--- SHORT TASK A ---
Pick out every line in the records that contains the string "marquee" and copy each one.

A replacement Entitlement and Acceptance Form can also be requested by calling the Share Registry.
If you access the electronic version of this Retail Offer Booklet, you should ensure that you download and read the entire Retail Offer Booklet. The electronic version of this Retail Offer Booklet on the Sandfire Entitlement Offer website will not include an Entitlement and Acceptance Form.
5.15
Foreign jurisdictions
This document does not constitute an offer of Entitlements or New Shares in any jurisdiction in which it would be unlawful. In particular, this document may not be distributed to any person, and the Entitlements and New Shares may not be offered or sold, in any country outside Australia except to the extent permitted below.
New Zealand
The New Shares are not being offered to the public within New Zealand other than to existing Shareholders of the Company with registered addresses in New Zealand to whom the offer of these securities is being made in reliance on the Financial Markets Conduct (Incidental Offers) Exemption Notice 2016. The offer of New Shares is nonrenounceable in favour of members of the public.
This document has been prepared in compliance with Australian law and has not been registered, filed with or approved by any New Zealand regulatory authority under the Financial Markets Conduct Act 2013. This document is not a product disclosure statement under New Zealand law and is not required to, and may not, contain all the information that a product disclosure statement under New Zealand law is required to contain.

--- EXTRACTED DATA ---
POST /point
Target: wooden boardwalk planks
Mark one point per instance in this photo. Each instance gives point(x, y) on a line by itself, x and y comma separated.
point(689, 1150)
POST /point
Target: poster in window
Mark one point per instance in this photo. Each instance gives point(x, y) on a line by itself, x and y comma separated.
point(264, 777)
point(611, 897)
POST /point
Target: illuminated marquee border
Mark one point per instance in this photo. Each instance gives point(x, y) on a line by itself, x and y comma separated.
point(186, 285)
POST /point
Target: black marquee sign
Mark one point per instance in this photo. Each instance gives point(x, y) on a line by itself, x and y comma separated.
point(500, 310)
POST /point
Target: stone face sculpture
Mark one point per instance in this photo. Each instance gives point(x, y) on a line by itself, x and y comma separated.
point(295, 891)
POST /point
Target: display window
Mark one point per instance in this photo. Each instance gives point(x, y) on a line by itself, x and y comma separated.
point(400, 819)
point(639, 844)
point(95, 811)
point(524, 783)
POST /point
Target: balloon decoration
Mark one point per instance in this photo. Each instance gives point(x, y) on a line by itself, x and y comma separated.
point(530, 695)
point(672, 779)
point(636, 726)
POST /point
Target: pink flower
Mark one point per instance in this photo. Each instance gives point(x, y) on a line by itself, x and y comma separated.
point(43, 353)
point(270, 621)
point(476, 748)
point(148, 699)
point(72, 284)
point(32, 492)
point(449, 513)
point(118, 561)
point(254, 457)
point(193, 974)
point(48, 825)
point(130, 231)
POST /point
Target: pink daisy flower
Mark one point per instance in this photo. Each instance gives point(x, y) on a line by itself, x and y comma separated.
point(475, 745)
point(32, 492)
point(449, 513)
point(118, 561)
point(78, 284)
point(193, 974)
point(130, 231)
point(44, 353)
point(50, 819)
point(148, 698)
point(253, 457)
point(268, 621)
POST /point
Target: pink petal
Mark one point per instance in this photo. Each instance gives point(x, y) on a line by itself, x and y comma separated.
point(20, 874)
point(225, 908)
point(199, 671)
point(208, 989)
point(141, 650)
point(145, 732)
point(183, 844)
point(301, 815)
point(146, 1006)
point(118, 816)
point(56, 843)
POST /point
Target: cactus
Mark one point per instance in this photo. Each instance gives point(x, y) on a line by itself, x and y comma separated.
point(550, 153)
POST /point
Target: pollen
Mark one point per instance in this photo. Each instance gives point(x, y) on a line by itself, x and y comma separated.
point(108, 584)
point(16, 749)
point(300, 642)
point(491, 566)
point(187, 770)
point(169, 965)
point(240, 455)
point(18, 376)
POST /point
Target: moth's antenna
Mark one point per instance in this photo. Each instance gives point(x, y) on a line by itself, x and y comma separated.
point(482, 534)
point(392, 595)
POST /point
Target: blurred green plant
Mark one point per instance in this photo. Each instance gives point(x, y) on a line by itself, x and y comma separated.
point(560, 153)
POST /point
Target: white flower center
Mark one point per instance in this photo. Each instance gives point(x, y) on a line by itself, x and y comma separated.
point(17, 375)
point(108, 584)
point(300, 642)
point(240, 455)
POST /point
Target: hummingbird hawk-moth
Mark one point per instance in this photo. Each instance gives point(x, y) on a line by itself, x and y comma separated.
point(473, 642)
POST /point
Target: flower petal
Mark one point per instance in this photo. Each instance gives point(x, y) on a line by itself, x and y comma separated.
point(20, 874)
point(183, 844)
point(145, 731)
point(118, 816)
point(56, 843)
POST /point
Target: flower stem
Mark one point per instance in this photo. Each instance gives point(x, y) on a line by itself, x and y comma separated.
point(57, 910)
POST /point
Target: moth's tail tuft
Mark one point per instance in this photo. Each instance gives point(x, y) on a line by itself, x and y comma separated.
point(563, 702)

--- SHORT TASK B ---
Quote the whole share offer passage above word for word.

--- COMPLETE OUTPUT A ---
Target: illuminated marquee border
Target: black marquee sign

--- COMPLETE OUTPUT B ---
A replacement Entitlement and Acceptance Form can also be requested by calling the Share Registry.
If you access the electronic version of this Retail Offer Booklet, you should ensure that you download and read the entire Retail Offer Booklet. The electronic version of this Retail Offer Booklet on the Sandfire Entitlement Offer website will not include an Entitlement and Acceptance Form.
5.15
Foreign jurisdictions
This document does not constitute an offer of Entitlements or New Shares in any jurisdiction in which it would be unlawful. In particular, this document may not be distributed to any person, and the Entitlements and New Shares may not be offered or sold, in any country outside Australia except to the extent permitted below.
New Zealand
The New Shares are not being offered to the public within New Zealand other than to existing Shareholders of the Company with registered addresses in New Zealand to whom the offer of these securities is being made in reliance on the Financial Markets Conduct (Incidental Offers) Exemption Notice 2016. The offer of New Shares is nonrenounceable in favour of members of the public.
This document has been prepared in compliance with Australian law and has not been registered, filed with or approved by any New Zealand regulatory authority under the Financial Markets Conduct Act 2013. This document is not a product disclosure statement under New Zealand law and is not required to, and may not, contain all the information that a product disclosure statement under New Zealand law is required to contain.